# MATERIAL PROVIDED:

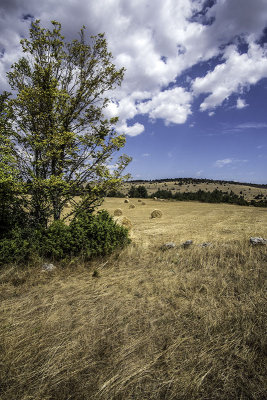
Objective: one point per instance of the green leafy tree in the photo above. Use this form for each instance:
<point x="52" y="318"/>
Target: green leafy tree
<point x="11" y="199"/>
<point x="61" y="139"/>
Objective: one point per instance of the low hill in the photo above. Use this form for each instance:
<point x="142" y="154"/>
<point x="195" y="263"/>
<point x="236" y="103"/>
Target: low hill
<point x="182" y="185"/>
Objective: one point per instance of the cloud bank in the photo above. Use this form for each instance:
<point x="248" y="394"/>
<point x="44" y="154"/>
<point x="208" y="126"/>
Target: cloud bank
<point x="157" y="42"/>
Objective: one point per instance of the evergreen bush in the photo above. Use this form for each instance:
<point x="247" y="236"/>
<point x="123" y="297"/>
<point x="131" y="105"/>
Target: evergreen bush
<point x="88" y="235"/>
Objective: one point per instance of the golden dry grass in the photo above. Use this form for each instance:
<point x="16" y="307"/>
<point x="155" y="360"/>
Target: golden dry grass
<point x="249" y="192"/>
<point x="183" y="324"/>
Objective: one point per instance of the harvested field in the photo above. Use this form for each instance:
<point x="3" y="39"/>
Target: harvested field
<point x="180" y="324"/>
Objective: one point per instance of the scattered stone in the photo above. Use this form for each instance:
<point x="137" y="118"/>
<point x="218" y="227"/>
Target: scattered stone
<point x="187" y="244"/>
<point x="257" y="241"/>
<point x="48" y="267"/>
<point x="118" y="211"/>
<point x="124" y="221"/>
<point x="156" y="214"/>
<point x="167" y="246"/>
<point x="205" y="244"/>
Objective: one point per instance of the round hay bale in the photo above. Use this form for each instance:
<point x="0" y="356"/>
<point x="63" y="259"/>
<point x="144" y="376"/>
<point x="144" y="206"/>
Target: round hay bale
<point x="118" y="211"/>
<point x="156" y="214"/>
<point x="124" y="221"/>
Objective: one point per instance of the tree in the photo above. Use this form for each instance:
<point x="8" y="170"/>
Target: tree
<point x="62" y="141"/>
<point x="11" y="204"/>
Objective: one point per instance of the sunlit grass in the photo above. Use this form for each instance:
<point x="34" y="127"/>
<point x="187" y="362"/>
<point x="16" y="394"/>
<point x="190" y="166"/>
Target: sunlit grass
<point x="150" y="324"/>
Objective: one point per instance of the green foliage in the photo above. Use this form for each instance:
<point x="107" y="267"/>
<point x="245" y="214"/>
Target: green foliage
<point x="60" y="138"/>
<point x="138" y="192"/>
<point x="87" y="236"/>
<point x="217" y="196"/>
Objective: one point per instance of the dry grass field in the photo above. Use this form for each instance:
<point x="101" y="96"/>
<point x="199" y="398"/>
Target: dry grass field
<point x="249" y="192"/>
<point x="144" y="324"/>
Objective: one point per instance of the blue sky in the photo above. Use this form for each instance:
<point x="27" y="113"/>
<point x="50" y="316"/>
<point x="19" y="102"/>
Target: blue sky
<point x="193" y="100"/>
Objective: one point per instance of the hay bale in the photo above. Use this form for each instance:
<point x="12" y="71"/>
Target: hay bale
<point x="118" y="211"/>
<point x="156" y="214"/>
<point x="124" y="221"/>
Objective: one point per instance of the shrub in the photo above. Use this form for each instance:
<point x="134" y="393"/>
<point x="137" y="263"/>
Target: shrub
<point x="87" y="236"/>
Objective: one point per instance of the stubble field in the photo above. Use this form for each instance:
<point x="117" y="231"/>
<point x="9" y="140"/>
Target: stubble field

# AIM:
Copy all of the material above word for word, leaving out the pictures.

# FINAL RESULT:
Objective: one point per instance of the green leafy tree in the photo above. Use this form for each instance:
<point x="52" y="318"/>
Target: green leafy tree
<point x="11" y="199"/>
<point x="61" y="139"/>
Objective: one point per instance of the low hill in the photo above. Use this form for each instance:
<point x="142" y="154"/>
<point x="195" y="263"/>
<point x="236" y="103"/>
Target: low hill
<point x="182" y="185"/>
Objective: one point per instance of the cloud bank in the photo above. Use this form for each instance:
<point x="248" y="394"/>
<point x="44" y="154"/>
<point x="208" y="126"/>
Target: cloud bank
<point x="157" y="42"/>
Objective: one point per instance of the evergreen bush in the photo above. Use this form for each instance:
<point x="247" y="236"/>
<point x="123" y="297"/>
<point x="131" y="105"/>
Target: evergreen bush
<point x="88" y="235"/>
Objective: one point per instance of the golden dry grass in the photo above. Use this form for each instance:
<point x="16" y="307"/>
<point x="155" y="360"/>
Target: golden dry grass
<point x="249" y="192"/>
<point x="183" y="324"/>
Objective: one point per instance of the harvested field in the photo above. Use this form for each instance:
<point x="3" y="39"/>
Target: harvested field
<point x="180" y="324"/>
Objective: one point per instance of the scattered stone in the photo above. Use this form for each instance:
<point x="137" y="118"/>
<point x="218" y="227"/>
Target: scattered stone
<point x="187" y="244"/>
<point x="257" y="241"/>
<point x="48" y="267"/>
<point x="118" y="211"/>
<point x="124" y="221"/>
<point x="156" y="214"/>
<point x="167" y="246"/>
<point x="205" y="244"/>
Objective: one point per instance of the round hay bale in the photo above. Use this form for each instance:
<point x="0" y="356"/>
<point x="63" y="259"/>
<point x="144" y="376"/>
<point x="144" y="206"/>
Target: round hay bale
<point x="118" y="211"/>
<point x="156" y="214"/>
<point x="124" y="221"/>
Objective: one point per instance of the tree in the photo above. Use this form for each instance:
<point x="8" y="170"/>
Target: tree
<point x="62" y="141"/>
<point x="11" y="204"/>
Objective: one point per instance of the sunlit grass in the photo above. Use this form for each instance:
<point x="34" y="127"/>
<point x="187" y="362"/>
<point x="16" y="394"/>
<point x="190" y="166"/>
Target: sunlit grass
<point x="150" y="324"/>
Objective: one point per instance of the green foliage in the photo above. Use this form for each instance:
<point x="107" y="267"/>
<point x="245" y="214"/>
Target: green foliage
<point x="60" y="138"/>
<point x="138" y="192"/>
<point x="87" y="236"/>
<point x="217" y="196"/>
Objective: one point per instance of the dry grass field in the photo above. Use this form for each instance:
<point x="101" y="96"/>
<point x="199" y="398"/>
Target: dry grass field
<point x="249" y="192"/>
<point x="144" y="324"/>
Objective: one point per instance of the blue sky in the photo above. Use this form for each instance:
<point x="27" y="113"/>
<point x="50" y="316"/>
<point x="19" y="102"/>
Target: blue sky
<point x="193" y="100"/>
Objective: one point per instance of the hay bale in the photo above. Use this form for each instance:
<point x="12" y="71"/>
Target: hay bale
<point x="118" y="211"/>
<point x="156" y="214"/>
<point x="124" y="221"/>
Objective: one point per instance of the shrub in the photo above. Use this form for each instance:
<point x="134" y="393"/>
<point x="137" y="263"/>
Target: shrub
<point x="87" y="236"/>
Objective: one point per instance of the stubble field in the photo above. Use this form for each instance:
<point x="117" y="231"/>
<point x="9" y="140"/>
Target: stubble field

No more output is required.